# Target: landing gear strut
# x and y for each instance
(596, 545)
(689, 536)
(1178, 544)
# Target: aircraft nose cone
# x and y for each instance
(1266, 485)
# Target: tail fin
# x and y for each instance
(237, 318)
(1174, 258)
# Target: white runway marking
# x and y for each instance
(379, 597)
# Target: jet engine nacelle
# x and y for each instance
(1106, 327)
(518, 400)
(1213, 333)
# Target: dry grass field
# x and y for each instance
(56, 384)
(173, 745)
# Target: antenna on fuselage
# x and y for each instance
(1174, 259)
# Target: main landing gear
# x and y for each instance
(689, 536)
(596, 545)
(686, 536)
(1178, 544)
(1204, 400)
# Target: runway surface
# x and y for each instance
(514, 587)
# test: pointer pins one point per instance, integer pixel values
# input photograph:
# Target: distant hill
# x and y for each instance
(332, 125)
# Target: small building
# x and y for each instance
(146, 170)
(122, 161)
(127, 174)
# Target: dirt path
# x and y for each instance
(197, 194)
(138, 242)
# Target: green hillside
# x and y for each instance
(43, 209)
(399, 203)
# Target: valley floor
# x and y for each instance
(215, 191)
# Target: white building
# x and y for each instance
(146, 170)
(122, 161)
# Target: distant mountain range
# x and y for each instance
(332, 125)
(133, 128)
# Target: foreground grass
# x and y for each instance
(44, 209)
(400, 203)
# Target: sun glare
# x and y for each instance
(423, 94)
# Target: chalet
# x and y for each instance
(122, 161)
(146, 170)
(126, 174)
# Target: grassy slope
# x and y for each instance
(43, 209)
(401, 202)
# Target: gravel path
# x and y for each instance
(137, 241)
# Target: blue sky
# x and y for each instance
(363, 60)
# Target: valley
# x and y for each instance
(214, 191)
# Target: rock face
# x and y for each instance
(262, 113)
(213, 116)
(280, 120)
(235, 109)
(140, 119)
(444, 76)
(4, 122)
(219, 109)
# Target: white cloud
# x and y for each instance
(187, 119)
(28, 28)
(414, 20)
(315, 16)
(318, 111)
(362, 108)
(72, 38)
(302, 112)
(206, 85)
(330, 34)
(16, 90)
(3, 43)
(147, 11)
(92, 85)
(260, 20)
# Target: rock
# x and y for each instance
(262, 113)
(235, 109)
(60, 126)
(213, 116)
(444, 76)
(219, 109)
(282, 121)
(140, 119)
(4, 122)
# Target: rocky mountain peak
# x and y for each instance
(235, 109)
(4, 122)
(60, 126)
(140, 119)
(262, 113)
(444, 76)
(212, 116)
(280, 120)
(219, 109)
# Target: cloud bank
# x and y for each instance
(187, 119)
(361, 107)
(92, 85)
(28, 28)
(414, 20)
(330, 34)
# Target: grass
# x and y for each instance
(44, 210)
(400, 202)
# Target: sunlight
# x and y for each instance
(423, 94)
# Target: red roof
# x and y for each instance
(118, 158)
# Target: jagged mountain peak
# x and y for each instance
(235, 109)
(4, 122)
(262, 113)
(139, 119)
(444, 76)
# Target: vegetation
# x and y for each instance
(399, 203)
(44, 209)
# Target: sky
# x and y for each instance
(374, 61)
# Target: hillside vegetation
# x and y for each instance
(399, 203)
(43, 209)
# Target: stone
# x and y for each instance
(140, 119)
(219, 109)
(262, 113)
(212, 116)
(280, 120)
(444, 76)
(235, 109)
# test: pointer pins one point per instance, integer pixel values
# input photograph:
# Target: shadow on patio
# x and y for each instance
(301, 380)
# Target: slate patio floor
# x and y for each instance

※

Work task:
Give the number of lines in the listing above that contain "runway", and nothing else.

Answer to this exercise:
2